Collect every line in the items below that contains the word "positive", and copy each of those lines in full.
++++++
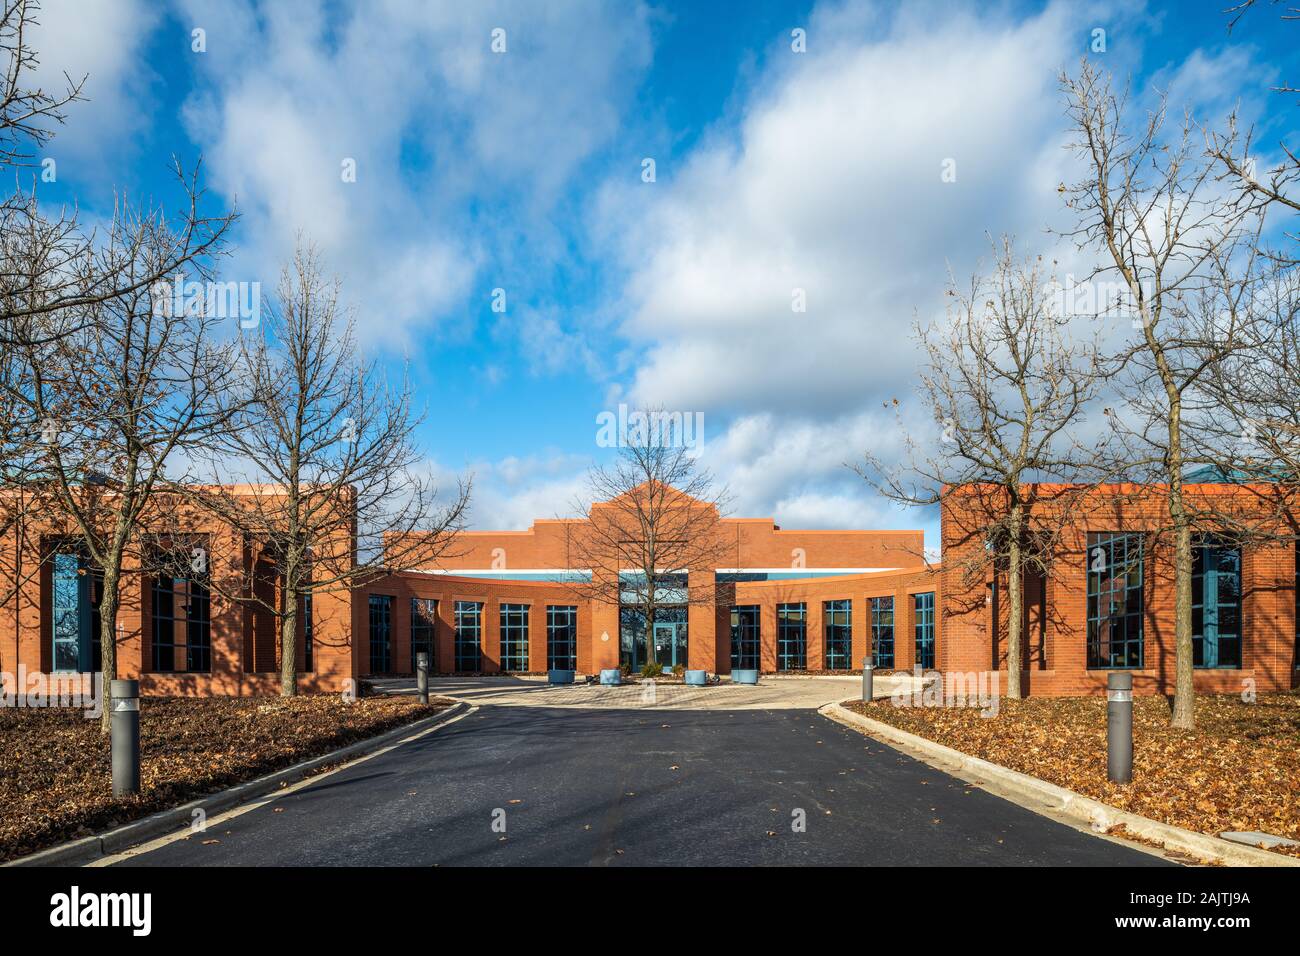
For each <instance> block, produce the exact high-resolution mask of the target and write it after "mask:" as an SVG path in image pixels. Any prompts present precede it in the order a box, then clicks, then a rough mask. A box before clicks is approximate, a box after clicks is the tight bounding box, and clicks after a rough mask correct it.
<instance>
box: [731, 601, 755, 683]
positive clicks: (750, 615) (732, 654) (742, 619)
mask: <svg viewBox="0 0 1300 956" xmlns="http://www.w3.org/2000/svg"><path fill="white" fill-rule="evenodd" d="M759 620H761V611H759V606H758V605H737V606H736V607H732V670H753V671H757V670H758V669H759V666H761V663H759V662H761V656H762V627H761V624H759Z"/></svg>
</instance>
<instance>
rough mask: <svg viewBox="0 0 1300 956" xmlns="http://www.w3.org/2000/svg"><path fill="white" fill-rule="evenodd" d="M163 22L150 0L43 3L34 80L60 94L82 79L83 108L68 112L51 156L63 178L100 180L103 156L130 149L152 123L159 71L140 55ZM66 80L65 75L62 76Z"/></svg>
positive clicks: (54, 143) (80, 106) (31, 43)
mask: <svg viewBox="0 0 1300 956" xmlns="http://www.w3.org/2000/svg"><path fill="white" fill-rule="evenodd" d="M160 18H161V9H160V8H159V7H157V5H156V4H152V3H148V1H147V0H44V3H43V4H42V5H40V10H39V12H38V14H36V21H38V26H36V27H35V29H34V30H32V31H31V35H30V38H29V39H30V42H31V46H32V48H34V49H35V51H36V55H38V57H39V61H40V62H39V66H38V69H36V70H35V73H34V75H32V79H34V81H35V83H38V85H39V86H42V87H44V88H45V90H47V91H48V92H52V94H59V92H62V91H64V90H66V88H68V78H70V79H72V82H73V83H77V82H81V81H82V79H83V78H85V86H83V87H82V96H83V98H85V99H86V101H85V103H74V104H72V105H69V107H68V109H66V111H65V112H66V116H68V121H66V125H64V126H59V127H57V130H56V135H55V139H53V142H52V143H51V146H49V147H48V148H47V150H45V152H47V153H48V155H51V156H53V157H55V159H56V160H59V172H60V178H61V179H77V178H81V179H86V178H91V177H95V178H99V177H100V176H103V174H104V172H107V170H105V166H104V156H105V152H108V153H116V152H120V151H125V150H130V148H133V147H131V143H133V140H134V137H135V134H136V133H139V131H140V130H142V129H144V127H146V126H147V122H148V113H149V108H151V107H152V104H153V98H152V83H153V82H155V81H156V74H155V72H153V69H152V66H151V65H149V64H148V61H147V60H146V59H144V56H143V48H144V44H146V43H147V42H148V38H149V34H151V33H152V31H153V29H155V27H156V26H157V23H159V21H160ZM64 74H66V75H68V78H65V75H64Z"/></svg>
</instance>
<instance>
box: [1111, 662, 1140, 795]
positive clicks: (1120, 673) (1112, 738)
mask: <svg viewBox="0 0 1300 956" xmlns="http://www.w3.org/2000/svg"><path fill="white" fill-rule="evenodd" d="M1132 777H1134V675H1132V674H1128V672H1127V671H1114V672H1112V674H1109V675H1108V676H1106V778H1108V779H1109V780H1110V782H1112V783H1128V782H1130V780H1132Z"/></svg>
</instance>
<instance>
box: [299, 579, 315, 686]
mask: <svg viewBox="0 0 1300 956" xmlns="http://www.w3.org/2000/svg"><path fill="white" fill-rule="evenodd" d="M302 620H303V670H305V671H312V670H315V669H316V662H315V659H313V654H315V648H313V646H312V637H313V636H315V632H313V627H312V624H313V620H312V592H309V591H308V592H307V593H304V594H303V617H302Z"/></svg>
++++++
Task result
positive clicks: (750, 615) (732, 654) (742, 619)
positive clicks: (54, 143) (80, 106) (31, 43)
positive clicks: (1120, 673) (1112, 738)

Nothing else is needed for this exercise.